> _EXERCISE REQUIREMENTS_:
Reproduce verbatim only the lines from the one containing "Would you please tag the puppy's neck" through the last line below, both included.

(Stored data)

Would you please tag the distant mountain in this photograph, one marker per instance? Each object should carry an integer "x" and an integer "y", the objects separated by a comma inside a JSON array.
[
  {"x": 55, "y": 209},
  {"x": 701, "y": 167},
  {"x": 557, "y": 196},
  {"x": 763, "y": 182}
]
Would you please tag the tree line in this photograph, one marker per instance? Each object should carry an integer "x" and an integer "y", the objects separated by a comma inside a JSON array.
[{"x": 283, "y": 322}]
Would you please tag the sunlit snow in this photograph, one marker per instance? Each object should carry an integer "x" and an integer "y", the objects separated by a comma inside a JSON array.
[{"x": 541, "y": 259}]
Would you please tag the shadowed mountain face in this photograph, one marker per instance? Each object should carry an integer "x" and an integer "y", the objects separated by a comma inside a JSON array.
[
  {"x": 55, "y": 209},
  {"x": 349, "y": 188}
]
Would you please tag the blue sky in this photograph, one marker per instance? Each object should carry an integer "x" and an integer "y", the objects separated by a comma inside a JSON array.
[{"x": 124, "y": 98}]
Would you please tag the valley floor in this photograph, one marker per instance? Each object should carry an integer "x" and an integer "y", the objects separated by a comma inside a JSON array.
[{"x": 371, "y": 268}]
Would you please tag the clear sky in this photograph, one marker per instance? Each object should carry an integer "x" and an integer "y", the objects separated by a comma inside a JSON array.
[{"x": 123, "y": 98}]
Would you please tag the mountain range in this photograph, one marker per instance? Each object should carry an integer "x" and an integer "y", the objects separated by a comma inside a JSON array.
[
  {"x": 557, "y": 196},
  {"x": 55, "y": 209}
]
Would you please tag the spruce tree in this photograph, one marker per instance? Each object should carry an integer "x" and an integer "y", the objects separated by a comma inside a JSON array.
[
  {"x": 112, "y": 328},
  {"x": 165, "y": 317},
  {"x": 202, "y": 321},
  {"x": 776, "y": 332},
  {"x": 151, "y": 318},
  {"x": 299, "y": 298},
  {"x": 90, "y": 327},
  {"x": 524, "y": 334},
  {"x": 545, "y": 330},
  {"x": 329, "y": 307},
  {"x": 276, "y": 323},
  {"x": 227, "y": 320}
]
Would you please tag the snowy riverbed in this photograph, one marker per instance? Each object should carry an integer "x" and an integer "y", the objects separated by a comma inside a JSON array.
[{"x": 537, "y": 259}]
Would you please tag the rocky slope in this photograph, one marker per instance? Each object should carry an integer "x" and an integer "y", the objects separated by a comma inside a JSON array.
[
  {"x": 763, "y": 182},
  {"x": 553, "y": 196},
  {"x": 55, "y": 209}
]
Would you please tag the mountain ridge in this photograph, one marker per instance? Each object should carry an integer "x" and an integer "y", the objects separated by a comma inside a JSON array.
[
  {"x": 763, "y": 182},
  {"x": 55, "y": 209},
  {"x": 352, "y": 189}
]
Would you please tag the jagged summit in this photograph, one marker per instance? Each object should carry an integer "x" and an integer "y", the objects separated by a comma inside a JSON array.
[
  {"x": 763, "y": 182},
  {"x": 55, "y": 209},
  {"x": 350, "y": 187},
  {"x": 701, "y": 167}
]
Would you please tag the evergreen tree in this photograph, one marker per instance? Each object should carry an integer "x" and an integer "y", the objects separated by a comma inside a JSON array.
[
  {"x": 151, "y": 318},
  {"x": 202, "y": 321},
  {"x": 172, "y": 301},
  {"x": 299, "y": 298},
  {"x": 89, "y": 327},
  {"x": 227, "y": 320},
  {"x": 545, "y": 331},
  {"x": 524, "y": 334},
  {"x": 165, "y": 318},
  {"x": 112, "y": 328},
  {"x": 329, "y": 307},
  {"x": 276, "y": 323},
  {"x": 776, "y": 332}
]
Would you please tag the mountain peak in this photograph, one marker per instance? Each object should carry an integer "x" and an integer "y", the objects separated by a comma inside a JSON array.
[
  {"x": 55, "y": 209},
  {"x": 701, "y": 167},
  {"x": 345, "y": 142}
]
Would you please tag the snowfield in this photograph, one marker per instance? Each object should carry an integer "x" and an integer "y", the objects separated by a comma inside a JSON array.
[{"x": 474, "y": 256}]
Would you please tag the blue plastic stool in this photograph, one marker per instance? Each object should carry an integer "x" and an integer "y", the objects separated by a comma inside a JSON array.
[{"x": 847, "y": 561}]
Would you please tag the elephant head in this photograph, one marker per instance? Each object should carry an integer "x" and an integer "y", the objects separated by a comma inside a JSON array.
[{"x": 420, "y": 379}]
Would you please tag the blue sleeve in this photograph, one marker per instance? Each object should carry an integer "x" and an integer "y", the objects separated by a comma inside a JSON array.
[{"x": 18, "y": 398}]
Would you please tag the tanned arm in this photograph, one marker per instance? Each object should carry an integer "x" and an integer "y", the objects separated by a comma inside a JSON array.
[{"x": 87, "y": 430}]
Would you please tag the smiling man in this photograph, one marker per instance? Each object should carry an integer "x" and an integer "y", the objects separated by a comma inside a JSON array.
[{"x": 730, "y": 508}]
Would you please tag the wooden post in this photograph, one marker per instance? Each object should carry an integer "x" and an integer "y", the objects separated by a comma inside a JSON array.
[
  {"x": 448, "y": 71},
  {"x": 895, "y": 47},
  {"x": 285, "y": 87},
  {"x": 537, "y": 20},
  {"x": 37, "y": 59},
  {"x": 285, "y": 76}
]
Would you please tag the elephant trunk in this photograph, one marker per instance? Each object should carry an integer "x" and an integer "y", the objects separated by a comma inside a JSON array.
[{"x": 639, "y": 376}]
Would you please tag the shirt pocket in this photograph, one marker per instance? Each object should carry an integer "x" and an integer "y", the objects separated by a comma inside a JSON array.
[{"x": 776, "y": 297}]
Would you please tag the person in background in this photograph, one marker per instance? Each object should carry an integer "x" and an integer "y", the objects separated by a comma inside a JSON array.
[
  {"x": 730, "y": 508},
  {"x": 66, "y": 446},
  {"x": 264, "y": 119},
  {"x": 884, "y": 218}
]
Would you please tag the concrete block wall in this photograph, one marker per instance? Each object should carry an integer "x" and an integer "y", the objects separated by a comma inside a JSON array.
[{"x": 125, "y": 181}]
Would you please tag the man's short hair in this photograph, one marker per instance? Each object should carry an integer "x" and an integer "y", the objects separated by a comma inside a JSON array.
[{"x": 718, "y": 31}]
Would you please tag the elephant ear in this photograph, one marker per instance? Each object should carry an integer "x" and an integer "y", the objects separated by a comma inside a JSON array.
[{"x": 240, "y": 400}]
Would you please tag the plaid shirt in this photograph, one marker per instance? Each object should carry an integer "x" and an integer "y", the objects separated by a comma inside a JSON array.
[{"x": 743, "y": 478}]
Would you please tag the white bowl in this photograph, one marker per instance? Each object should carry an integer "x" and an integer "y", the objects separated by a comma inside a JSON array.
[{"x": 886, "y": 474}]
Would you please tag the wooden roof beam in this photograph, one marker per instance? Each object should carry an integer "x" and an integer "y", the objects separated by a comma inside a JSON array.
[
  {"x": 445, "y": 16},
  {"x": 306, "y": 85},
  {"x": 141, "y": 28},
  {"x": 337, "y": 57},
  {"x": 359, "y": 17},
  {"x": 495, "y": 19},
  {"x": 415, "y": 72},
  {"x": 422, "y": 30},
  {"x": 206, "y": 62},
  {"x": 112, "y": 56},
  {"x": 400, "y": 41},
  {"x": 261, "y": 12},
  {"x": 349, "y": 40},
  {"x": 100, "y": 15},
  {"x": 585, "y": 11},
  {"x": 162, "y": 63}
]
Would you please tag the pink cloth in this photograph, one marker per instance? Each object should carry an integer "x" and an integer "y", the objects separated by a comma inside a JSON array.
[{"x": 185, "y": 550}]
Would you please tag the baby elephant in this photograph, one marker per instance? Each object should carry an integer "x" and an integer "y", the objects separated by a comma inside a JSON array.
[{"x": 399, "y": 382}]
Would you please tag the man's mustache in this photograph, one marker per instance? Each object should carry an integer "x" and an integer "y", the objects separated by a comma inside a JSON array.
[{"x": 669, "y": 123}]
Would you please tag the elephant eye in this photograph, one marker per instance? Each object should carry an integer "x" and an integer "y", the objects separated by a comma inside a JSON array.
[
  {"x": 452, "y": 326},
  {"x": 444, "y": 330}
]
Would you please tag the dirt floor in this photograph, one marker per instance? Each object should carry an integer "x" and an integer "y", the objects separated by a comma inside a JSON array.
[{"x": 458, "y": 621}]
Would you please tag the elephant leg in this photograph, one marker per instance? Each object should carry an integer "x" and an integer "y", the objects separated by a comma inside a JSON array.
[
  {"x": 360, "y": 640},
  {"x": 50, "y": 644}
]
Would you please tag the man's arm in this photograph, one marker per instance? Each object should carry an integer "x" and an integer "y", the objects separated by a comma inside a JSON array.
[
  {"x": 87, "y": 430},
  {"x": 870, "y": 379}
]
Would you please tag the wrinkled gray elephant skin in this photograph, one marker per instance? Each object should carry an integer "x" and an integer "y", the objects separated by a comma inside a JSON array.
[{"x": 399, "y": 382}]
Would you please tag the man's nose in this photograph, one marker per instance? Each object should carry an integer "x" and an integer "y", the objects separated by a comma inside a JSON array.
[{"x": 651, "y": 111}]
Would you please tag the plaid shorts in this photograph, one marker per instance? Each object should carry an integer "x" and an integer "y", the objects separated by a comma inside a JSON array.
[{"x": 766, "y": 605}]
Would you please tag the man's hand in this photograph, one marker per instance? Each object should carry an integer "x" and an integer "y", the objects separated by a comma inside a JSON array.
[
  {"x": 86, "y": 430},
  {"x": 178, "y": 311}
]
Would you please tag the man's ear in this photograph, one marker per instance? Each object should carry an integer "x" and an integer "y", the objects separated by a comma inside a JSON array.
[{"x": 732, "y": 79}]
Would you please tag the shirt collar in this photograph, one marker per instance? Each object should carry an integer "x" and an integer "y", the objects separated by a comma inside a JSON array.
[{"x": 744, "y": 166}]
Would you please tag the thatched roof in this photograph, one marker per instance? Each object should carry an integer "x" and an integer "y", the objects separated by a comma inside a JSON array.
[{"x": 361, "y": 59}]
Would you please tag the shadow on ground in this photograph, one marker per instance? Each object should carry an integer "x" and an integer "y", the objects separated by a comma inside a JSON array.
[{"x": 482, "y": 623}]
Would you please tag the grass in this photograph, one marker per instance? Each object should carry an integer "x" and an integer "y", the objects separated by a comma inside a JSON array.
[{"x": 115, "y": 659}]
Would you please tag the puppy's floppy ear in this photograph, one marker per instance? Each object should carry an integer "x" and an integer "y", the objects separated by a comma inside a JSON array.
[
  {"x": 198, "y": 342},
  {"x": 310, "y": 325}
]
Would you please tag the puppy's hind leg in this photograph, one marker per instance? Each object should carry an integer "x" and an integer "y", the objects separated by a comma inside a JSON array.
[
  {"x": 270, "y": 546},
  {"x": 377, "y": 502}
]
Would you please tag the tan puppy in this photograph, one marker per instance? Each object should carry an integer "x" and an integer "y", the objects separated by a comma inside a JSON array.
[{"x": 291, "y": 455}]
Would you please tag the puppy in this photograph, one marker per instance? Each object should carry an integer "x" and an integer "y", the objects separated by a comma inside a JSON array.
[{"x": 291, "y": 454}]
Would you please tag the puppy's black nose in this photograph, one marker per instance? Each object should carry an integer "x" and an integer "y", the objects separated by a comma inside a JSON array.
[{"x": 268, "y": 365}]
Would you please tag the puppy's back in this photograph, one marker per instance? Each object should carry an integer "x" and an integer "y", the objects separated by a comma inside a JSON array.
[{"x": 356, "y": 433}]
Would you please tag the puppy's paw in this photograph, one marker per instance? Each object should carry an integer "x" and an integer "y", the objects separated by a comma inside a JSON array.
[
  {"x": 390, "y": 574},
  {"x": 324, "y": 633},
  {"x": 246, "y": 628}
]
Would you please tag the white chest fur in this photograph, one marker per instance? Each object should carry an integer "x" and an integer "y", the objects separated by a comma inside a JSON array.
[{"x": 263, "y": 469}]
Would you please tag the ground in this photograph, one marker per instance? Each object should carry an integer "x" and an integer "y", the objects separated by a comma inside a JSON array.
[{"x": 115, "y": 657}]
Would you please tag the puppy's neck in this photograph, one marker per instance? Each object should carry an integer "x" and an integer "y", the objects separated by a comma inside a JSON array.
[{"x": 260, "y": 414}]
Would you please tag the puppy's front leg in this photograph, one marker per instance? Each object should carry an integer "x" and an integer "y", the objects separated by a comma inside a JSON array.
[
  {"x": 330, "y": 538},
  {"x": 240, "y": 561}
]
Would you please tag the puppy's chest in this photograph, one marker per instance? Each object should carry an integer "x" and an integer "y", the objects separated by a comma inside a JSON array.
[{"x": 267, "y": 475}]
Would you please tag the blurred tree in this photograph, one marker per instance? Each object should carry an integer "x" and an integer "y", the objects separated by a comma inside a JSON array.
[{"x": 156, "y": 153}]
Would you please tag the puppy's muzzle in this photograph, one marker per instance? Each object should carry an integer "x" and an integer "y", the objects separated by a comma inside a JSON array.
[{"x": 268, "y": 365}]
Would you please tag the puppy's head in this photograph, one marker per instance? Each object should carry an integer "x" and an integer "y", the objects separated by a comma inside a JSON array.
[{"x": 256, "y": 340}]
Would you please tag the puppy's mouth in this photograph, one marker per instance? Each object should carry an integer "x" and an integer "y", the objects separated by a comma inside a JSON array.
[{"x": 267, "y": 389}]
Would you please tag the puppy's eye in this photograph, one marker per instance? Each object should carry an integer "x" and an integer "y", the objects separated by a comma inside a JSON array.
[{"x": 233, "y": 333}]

> _FINAL RESULT_:
Would you please tag the puppy's neck in this photograph, one marker per instance? Each object should carry an integer "x" and an integer "y", the objects separated by a comma inside a JSON array.
[{"x": 260, "y": 414}]
Would you please tag the puppy's front leg in this photograph, one marker per instance? Each object should carry an integer "x" and an integer "y", the objects separated by a comma inside a JSON array.
[
  {"x": 330, "y": 538},
  {"x": 240, "y": 561}
]
Would you please tag the puppy's chest in this photograph, one marker per instance? Each object should carry an integer "x" and an integer "y", the objects separated by a comma inside a JSON array.
[{"x": 267, "y": 475}]
Would you please tag the blurred tree in this photograph, one marker per instance? Each object should carry an integer "x" and an integer "y", the objects separated by a comma inside a JSON array.
[{"x": 156, "y": 153}]
Would you please tag the puppy's muzzle in this photograph, one marker per instance? Each object should carry an integer "x" and an integer "y", the objects separated by a comma inside a JSON array.
[{"x": 268, "y": 365}]
Would you please tag the puppy's head in this photograph, one marker per instance? Each object should carry an integer "x" and an integer "y", the objects separated by a comma inside a JSON array.
[{"x": 256, "y": 340}]
Would you please tag the puppy's mouth in this photograph, one marker per instance? Each object should carry an integer "x" and an integer "y", the objects separated by a comma inside a JSON array.
[{"x": 267, "y": 389}]
Would you please tag the puppy's eye in this photograph, one marker per instance? Each object should carry an integer "x" and an integer "y", the objects separated by a comma inside a JSON array.
[{"x": 233, "y": 333}]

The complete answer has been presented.